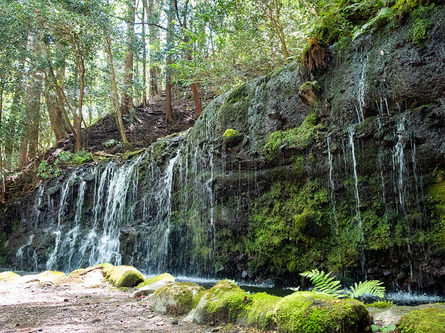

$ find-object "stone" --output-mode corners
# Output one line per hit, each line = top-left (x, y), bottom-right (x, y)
(107, 265), (144, 288)
(148, 282), (204, 316)
(136, 273), (175, 289)
(222, 129), (243, 146)
(132, 280), (173, 298)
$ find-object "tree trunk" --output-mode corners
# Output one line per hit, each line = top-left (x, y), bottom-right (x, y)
(165, 0), (175, 122)
(19, 72), (42, 168)
(142, 3), (147, 108)
(0, 84), (4, 203)
(145, 0), (159, 97)
(190, 82), (202, 117)
(106, 35), (130, 148)
(121, 0), (136, 115)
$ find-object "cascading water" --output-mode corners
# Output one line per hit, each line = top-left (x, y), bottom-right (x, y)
(348, 126), (366, 278)
(393, 116), (414, 291)
(327, 135), (337, 226)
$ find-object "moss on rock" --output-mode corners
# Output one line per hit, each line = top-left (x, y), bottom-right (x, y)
(222, 129), (243, 146)
(264, 113), (320, 160)
(0, 271), (20, 283)
(149, 282), (205, 316)
(238, 292), (281, 330)
(274, 292), (371, 333)
(187, 279), (248, 324)
(107, 265), (144, 288)
(136, 272), (175, 289)
(396, 308), (445, 333)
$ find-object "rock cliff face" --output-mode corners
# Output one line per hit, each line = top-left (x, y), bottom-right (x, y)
(1, 6), (444, 293)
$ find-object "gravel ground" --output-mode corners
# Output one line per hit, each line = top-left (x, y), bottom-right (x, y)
(0, 278), (259, 333)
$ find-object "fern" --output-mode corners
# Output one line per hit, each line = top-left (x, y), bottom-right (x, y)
(347, 280), (385, 299)
(300, 269), (386, 300)
(300, 269), (345, 298)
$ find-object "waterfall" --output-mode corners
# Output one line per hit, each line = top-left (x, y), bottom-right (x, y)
(327, 135), (337, 226)
(355, 54), (367, 123)
(348, 126), (366, 278)
(393, 116), (414, 291)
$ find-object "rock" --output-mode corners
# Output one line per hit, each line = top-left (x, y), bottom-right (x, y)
(273, 292), (371, 333)
(222, 129), (243, 147)
(241, 270), (248, 279)
(396, 308), (445, 333)
(136, 273), (175, 289)
(0, 271), (20, 283)
(148, 282), (204, 316)
(185, 279), (247, 325)
(107, 265), (144, 288)
(132, 280), (173, 298)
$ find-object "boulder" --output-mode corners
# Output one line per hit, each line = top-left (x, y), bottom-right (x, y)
(107, 265), (144, 288)
(147, 282), (204, 316)
(396, 308), (445, 333)
(136, 273), (175, 289)
(185, 279), (247, 325)
(132, 280), (173, 298)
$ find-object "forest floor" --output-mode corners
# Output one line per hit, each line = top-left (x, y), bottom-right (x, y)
(2, 93), (213, 205)
(0, 277), (257, 333)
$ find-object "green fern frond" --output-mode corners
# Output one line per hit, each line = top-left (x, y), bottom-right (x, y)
(300, 269), (344, 298)
(347, 280), (386, 299)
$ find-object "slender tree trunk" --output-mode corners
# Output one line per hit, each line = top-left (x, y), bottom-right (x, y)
(106, 35), (130, 148)
(145, 0), (159, 97)
(190, 83), (202, 117)
(0, 84), (4, 203)
(165, 0), (175, 122)
(142, 3), (147, 108)
(75, 59), (85, 152)
(19, 71), (42, 168)
(121, 0), (136, 115)
(44, 87), (68, 141)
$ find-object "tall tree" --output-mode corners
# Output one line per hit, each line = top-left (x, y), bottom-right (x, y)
(106, 34), (130, 148)
(165, 0), (175, 122)
(121, 0), (136, 115)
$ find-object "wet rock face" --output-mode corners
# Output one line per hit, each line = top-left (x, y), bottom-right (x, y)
(1, 7), (445, 293)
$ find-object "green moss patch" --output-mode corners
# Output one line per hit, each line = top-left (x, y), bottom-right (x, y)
(150, 282), (204, 316)
(222, 129), (243, 146)
(275, 292), (371, 333)
(107, 265), (144, 288)
(264, 113), (320, 160)
(396, 308), (445, 333)
(238, 292), (281, 330)
(136, 272), (174, 289)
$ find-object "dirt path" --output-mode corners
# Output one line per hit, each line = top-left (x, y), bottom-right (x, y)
(0, 280), (208, 333)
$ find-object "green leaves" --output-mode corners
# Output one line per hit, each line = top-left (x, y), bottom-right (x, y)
(300, 269), (345, 297)
(348, 280), (386, 298)
(301, 269), (386, 299)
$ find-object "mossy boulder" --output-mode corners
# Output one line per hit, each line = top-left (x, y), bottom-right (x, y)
(136, 272), (175, 289)
(222, 129), (243, 146)
(186, 279), (248, 324)
(0, 271), (20, 283)
(237, 292), (281, 330)
(396, 308), (445, 333)
(274, 292), (371, 333)
(149, 282), (205, 316)
(107, 265), (144, 288)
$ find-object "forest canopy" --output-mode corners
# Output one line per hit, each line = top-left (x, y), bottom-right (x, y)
(0, 0), (440, 202)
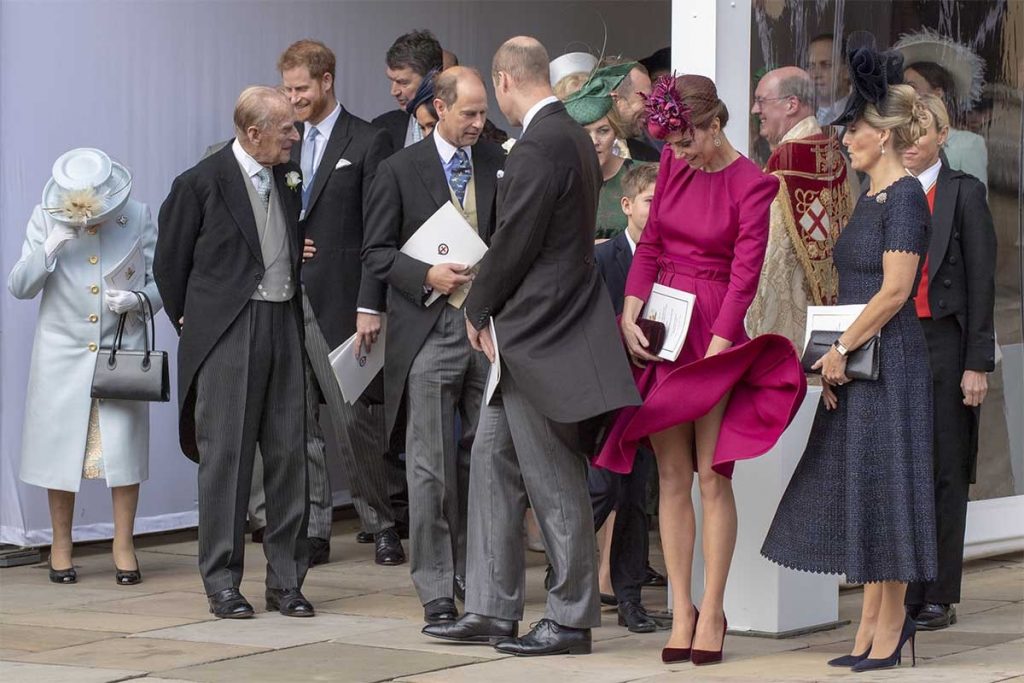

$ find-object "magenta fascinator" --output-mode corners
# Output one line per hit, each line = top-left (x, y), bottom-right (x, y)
(641, 73), (692, 140)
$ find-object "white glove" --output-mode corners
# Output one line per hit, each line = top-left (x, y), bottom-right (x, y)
(43, 223), (79, 260)
(105, 289), (141, 314)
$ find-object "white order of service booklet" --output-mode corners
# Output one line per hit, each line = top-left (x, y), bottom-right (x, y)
(803, 304), (871, 353)
(400, 202), (488, 307)
(641, 283), (696, 362)
(329, 316), (387, 404)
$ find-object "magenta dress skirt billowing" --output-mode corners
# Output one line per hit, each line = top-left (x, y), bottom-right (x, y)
(594, 259), (807, 478)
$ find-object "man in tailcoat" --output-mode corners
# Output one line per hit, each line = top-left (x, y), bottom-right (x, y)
(155, 86), (313, 618)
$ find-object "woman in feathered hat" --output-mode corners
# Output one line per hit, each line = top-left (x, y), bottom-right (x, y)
(8, 148), (162, 586)
(896, 28), (989, 189)
(762, 43), (938, 672)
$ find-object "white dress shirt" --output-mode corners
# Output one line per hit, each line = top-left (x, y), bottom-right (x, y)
(303, 102), (342, 182)
(232, 139), (269, 190)
(522, 96), (560, 133)
(625, 229), (638, 255)
(913, 158), (942, 193)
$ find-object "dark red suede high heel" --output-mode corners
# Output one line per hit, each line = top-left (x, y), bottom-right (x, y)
(661, 606), (699, 663)
(691, 613), (727, 666)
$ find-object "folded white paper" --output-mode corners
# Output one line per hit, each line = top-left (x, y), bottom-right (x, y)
(642, 283), (695, 362)
(103, 237), (144, 291)
(485, 318), (501, 405)
(400, 202), (488, 307)
(329, 316), (387, 404)
(803, 304), (869, 352)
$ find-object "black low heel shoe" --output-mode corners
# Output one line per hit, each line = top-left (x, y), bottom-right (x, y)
(114, 554), (142, 585)
(48, 557), (77, 584)
(851, 615), (917, 672)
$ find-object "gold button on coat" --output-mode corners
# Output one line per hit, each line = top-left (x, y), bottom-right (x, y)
(88, 342), (98, 352)
(90, 285), (99, 294)
(88, 314), (98, 323)
(88, 256), (98, 264)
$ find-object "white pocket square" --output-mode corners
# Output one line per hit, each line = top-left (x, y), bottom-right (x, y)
(496, 170), (505, 179)
(335, 158), (353, 169)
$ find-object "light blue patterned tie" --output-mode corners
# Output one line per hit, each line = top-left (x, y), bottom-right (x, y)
(255, 167), (271, 210)
(449, 149), (471, 206)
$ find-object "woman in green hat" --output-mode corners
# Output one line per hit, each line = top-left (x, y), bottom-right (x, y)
(563, 63), (638, 241)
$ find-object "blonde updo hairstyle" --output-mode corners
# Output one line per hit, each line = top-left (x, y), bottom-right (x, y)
(860, 83), (930, 152)
(916, 93), (951, 134)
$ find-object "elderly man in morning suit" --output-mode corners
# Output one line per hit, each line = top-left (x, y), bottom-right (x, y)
(423, 38), (640, 656)
(155, 87), (313, 619)
(746, 66), (855, 348)
(361, 66), (505, 627)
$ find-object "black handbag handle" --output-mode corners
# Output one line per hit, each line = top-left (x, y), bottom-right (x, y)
(106, 291), (156, 369)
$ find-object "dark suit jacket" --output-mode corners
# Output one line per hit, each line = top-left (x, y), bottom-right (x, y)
(926, 163), (997, 372)
(595, 232), (633, 315)
(293, 110), (393, 349)
(464, 101), (640, 424)
(154, 143), (304, 461)
(360, 134), (505, 437)
(371, 109), (411, 155)
(627, 137), (661, 162)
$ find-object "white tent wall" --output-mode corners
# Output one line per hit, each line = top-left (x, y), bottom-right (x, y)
(0, 0), (670, 546)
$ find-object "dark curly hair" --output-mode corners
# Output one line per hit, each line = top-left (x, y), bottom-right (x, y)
(386, 30), (443, 76)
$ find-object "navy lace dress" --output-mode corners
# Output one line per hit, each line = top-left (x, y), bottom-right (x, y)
(761, 176), (937, 584)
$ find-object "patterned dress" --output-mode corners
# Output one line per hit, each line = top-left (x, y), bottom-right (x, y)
(761, 176), (938, 584)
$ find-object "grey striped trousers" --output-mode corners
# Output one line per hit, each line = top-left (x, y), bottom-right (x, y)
(195, 299), (309, 594)
(250, 292), (398, 538)
(406, 304), (488, 603)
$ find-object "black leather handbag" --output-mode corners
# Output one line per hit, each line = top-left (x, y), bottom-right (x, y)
(91, 292), (170, 402)
(800, 330), (880, 381)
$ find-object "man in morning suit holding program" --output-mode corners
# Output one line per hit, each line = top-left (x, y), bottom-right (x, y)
(361, 66), (505, 627)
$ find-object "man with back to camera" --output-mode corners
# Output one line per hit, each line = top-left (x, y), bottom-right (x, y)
(423, 37), (640, 656)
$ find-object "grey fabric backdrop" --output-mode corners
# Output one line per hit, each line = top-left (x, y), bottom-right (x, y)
(0, 0), (669, 545)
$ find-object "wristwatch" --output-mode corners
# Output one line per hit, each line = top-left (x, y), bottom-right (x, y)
(832, 339), (849, 357)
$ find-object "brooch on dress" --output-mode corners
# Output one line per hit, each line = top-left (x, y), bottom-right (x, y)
(875, 192), (887, 204)
(116, 215), (128, 226)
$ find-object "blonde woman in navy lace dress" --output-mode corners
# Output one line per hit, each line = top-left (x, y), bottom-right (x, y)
(762, 48), (937, 673)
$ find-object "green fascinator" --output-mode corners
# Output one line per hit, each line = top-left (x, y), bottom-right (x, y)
(564, 61), (637, 126)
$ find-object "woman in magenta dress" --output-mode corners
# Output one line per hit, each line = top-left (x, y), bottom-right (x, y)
(595, 75), (806, 664)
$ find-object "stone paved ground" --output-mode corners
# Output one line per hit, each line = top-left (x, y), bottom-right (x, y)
(1, 518), (1021, 682)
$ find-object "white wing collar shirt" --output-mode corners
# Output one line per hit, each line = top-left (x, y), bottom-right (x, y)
(522, 95), (560, 134)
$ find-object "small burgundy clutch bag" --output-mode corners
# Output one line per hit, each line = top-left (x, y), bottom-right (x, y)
(636, 318), (666, 356)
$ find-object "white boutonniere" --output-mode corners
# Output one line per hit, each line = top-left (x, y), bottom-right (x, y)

========================

§ AIM OF THE EXERCISE
The expected reply is a number only, the tally of lines in the data where the word "suit" is found.

§ RESPONSE TO THIS EXERCISE
3